## [What you are asked to do]
Across the data below, how many lines have the word "Target" in them? Respond with the number alone.

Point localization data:
—————

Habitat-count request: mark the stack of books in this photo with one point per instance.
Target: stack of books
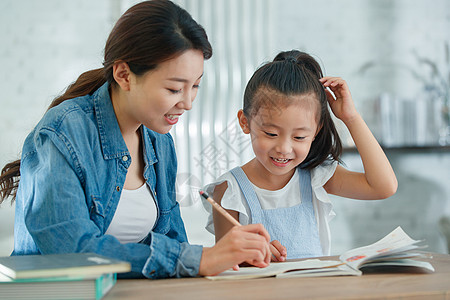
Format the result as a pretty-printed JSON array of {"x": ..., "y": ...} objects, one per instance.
[{"x": 59, "y": 276}]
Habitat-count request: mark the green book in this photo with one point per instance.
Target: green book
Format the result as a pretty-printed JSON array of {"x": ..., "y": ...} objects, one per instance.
[
  {"x": 60, "y": 265},
  {"x": 61, "y": 288}
]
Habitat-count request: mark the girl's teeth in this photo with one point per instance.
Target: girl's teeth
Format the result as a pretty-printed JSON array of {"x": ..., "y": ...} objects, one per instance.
[{"x": 281, "y": 160}]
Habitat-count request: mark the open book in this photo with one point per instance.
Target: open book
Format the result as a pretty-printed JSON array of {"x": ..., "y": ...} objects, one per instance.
[{"x": 396, "y": 249}]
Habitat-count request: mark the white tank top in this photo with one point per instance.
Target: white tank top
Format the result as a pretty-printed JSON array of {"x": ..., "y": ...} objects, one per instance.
[{"x": 135, "y": 215}]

—————

## [Reply]
5